╔══

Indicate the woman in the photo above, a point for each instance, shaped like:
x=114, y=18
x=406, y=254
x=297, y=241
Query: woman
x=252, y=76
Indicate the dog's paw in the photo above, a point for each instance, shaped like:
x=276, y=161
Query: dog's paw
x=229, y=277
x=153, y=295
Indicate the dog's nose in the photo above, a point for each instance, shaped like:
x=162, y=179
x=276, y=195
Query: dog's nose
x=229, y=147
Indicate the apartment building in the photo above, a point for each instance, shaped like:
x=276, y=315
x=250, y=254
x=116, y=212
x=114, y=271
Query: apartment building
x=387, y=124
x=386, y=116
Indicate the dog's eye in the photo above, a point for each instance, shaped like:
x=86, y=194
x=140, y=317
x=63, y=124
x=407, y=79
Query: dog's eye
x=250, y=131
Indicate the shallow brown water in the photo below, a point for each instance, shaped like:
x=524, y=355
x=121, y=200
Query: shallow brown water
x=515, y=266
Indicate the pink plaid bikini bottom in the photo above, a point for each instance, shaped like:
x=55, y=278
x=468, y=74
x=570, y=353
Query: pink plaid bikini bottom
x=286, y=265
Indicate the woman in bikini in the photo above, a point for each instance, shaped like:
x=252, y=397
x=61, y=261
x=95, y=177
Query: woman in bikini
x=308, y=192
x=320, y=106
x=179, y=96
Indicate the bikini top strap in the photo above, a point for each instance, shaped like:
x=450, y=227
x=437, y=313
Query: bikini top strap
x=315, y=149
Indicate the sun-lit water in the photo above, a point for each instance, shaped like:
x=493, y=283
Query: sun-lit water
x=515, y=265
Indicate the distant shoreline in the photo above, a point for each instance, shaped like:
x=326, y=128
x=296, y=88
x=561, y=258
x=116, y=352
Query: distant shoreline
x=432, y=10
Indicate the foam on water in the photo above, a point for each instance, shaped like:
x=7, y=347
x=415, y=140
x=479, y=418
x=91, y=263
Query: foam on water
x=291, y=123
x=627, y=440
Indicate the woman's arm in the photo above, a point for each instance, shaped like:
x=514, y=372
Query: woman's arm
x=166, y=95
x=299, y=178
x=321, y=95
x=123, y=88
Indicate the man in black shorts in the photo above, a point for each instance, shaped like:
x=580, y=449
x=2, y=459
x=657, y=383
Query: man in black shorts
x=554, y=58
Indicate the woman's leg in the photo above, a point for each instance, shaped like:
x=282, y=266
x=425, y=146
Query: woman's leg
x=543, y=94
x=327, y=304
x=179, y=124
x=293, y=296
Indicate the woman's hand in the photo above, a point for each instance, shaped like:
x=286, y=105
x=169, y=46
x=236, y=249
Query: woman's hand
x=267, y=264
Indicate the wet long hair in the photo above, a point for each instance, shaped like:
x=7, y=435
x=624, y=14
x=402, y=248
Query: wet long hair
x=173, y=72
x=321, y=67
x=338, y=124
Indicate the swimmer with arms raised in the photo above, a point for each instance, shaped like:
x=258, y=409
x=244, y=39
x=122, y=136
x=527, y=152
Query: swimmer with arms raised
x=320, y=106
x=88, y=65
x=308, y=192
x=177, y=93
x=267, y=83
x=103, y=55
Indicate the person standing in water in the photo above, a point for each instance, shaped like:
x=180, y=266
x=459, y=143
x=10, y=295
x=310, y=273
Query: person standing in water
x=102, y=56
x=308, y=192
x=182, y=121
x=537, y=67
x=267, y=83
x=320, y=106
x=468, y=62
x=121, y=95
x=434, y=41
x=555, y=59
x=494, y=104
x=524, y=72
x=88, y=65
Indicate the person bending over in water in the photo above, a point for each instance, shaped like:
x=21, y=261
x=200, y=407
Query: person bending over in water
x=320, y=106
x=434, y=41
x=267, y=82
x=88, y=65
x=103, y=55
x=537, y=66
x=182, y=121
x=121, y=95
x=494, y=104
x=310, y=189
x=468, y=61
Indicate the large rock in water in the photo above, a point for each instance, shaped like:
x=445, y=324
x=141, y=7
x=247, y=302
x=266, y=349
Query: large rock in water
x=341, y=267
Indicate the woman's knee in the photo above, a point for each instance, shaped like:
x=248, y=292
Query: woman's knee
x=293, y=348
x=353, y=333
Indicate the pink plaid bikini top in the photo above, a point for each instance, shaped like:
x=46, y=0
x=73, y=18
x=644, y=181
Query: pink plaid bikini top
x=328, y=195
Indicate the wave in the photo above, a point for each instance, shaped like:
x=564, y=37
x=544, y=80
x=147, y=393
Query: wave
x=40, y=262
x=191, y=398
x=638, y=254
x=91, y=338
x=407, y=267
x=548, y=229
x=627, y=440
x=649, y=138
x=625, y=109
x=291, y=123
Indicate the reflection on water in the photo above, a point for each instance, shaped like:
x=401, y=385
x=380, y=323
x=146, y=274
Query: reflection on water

╚══

Lay out every line of the listing above as a Markdown table with the columns Row and Line. Number the rows in order and leave out blank lines.

| Row | Line |
|---|---|
| 1 | Indicate the woman in the photo above, a point for each instance, shaped like: |
| 2 | x=114, y=18 |
| 3 | x=406, y=254 |
| 4 | x=297, y=241 |
| 5 | Query: woman |
| 6 | x=252, y=76 |
| 7 | Indicate the dog's paw in the photo above, a point for each instance, shaped like: |
| 8 | x=276, y=161 |
| 9 | Query: dog's paw |
| 10 | x=229, y=277 |
| 11 | x=153, y=295 |
| 12 | Indicate the dog's nose in the photo above, a point for each instance, shaped like: |
| 13 | x=162, y=179 |
| 14 | x=276, y=195 |
| 15 | Query: dog's nose |
| 16 | x=229, y=147 |
| 17 | Indicate the apartment building in the photo above, a point for each instance, shaped like: |
| 18 | x=276, y=315 |
| 19 | x=250, y=254 |
| 20 | x=116, y=212 |
| 21 | x=114, y=271 |
| 22 | Query: apartment building |
| 23 | x=387, y=124 |
| 24 | x=386, y=116 |
| 25 | Indicate the dog's eye in the photo above, a point for each instance, shaped like: |
| 26 | x=86, y=194 |
| 27 | x=140, y=317 |
| 28 | x=63, y=124 |
| 29 | x=407, y=79 |
| 30 | Query: dog's eye |
| 31 | x=250, y=131 |
| 32 | Indicate the shallow brown water in the photo below, a point for each instance, shaped like: |
| 33 | x=524, y=355 |
| 34 | x=121, y=200 |
| 35 | Query: shallow brown water |
| 36 | x=515, y=266 |
| 37 | Indicate the pink plaid bikini bottom in the photo above, a point for each instance, shaped like: |
| 38 | x=55, y=278 |
| 39 | x=468, y=74 |
| 40 | x=570, y=353 |
| 41 | Query: pink plaid bikini bottom |
| 42 | x=286, y=265 |
| 43 | Indicate the woman in bikini in the photo above, a point for each instance, shaped like: |
| 44 | x=252, y=397 |
| 45 | x=61, y=261 |
| 46 | x=95, y=177 |
| 47 | Query: woman in bikini |
| 48 | x=308, y=192 |
| 49 | x=320, y=106 |
| 50 | x=179, y=96 |
| 51 | Indicate the bikini top strap in the photo above, a point for each instance, shaped like: |
| 52 | x=450, y=227 |
| 53 | x=437, y=313 |
| 54 | Query: bikini top strap |
| 55 | x=315, y=149 |
| 56 | Indicate the sun-lit water in the photo above, a point for each instance, shaped like: |
| 57 | x=493, y=283 |
| 58 | Query: sun-lit water |
| 59 | x=515, y=265 |
| 60 | Indicate the distant shoreline in the photo above, a point for each instance, shaped like: |
| 61 | x=326, y=128 |
| 62 | x=296, y=88 |
| 63 | x=561, y=258 |
| 64 | x=116, y=352 |
| 65 | Query: distant shoreline |
| 66 | x=432, y=10 |
| 67 | Indicate the foam on water in the photo above, a point for each instance, shaped like: |
| 68 | x=7, y=347 |
| 69 | x=415, y=140 |
| 70 | x=479, y=418 |
| 71 | x=91, y=263 |
| 72 | Query: foam on water |
| 73 | x=291, y=123 |
| 74 | x=627, y=440 |
| 75 | Indicate the woman's arm in the photo above, a point for each instance, shaped like: |
| 76 | x=514, y=372 |
| 77 | Query: woman's arm |
| 78 | x=166, y=95 |
| 79 | x=299, y=178 |
| 80 | x=321, y=95 |
| 81 | x=123, y=88 |
| 82 | Indicate the man in black shorts in the photo above, a point for each instance, shaped like: |
| 83 | x=580, y=449 |
| 84 | x=2, y=459 |
| 85 | x=657, y=383 |
| 86 | Query: man in black shorts |
| 87 | x=554, y=58 |
| 88 | Indicate the woman's leg in the photo above, a point for each instance, shaped like: |
| 89 | x=282, y=266 |
| 90 | x=425, y=146 |
| 91 | Query: woman's leg |
| 92 | x=543, y=94 |
| 93 | x=327, y=304 |
| 94 | x=179, y=124 |
| 95 | x=293, y=296 |
| 96 | Indicate the woman's hand in the photo above, a point for each instance, shaped like: |
| 97 | x=286, y=105 |
| 98 | x=169, y=46 |
| 99 | x=236, y=249 |
| 100 | Query: woman's hand |
| 101 | x=267, y=264 |
| 102 | Indicate the wet long hair in the photo above, a point for each instance, shaped like: |
| 103 | x=7, y=435 |
| 104 | x=624, y=14 |
| 105 | x=402, y=248 |
| 106 | Query: wet long hair |
| 107 | x=173, y=72 |
| 108 | x=321, y=67 |
| 109 | x=338, y=124 |
| 110 | Indicate the swimmer with arms raised in the photo above, a point for each instance, shaped like: |
| 111 | x=258, y=409 |
| 112 | x=244, y=39 |
| 113 | x=122, y=136 |
| 114 | x=527, y=152 |
| 115 | Query: swimmer with arms raised |
| 116 | x=320, y=106 |
| 117 | x=88, y=65 |
| 118 | x=308, y=192 |
| 119 | x=177, y=93 |
| 120 | x=267, y=83 |
| 121 | x=103, y=55 |
| 122 | Indicate the person standing in water in the photo above, a point for each instance, shaped like: |
| 123 | x=180, y=266 |
| 124 | x=459, y=143 |
| 125 | x=10, y=295 |
| 126 | x=310, y=273 |
| 127 | Query: person standing in water |
| 128 | x=102, y=56 |
| 129 | x=308, y=192 |
| 130 | x=182, y=121 |
| 131 | x=537, y=67 |
| 132 | x=267, y=83 |
| 133 | x=320, y=106 |
| 134 | x=468, y=62 |
| 135 | x=121, y=95 |
| 136 | x=434, y=41 |
| 137 | x=555, y=59 |
| 138 | x=494, y=104 |
| 139 | x=524, y=72 |
| 140 | x=88, y=65 |
| 141 | Indicate the person bending over in water in the photo above, a point for each instance, shaped like: |
| 142 | x=21, y=261 |
| 143 | x=200, y=407 |
| 144 | Query: person bending over in water |
| 145 | x=320, y=106 |
| 146 | x=434, y=41 |
| 147 | x=267, y=82 |
| 148 | x=88, y=65 |
| 149 | x=103, y=55 |
| 150 | x=537, y=66 |
| 151 | x=182, y=121 |
| 152 | x=121, y=95 |
| 153 | x=494, y=104 |
| 154 | x=310, y=189 |
| 155 | x=468, y=61 |
| 156 | Indicate the large rock in water in the photo above, a point for each instance, shaped like: |
| 157 | x=445, y=324 |
| 158 | x=141, y=7 |
| 159 | x=247, y=302 |
| 160 | x=266, y=349 |
| 161 | Query: large rock in water |
| 162 | x=341, y=267 |
| 163 | Indicate the woman's knee in the photo above, a point for each instance, shaped like: |
| 164 | x=248, y=292 |
| 165 | Query: woman's knee |
| 166 | x=293, y=348 |
| 167 | x=353, y=333 |
| 168 | Indicate the pink plaid bikini top in the photo above, a point for each instance, shaped like: |
| 169 | x=46, y=0 |
| 170 | x=73, y=18 |
| 171 | x=644, y=181 |
| 172 | Query: pink plaid bikini top |
| 173 | x=328, y=195 |
| 174 | Indicate the wave in the photo above, a point for each instance, shaped like: |
| 175 | x=564, y=37 |
| 176 | x=544, y=80 |
| 177 | x=147, y=393 |
| 178 | Query: wave |
| 179 | x=40, y=262 |
| 180 | x=191, y=398 |
| 181 | x=638, y=254 |
| 182 | x=91, y=338 |
| 183 | x=407, y=267 |
| 184 | x=548, y=229 |
| 185 | x=627, y=440 |
| 186 | x=649, y=138 |
| 187 | x=625, y=109 |
| 188 | x=291, y=123 |
| 189 | Indicate the reflection on water in the photo above, a point for each instance, shaped like: |
| 190 | x=401, y=385 |
| 191 | x=380, y=323 |
| 192 | x=146, y=274 |
| 193 | Query: reflection on water |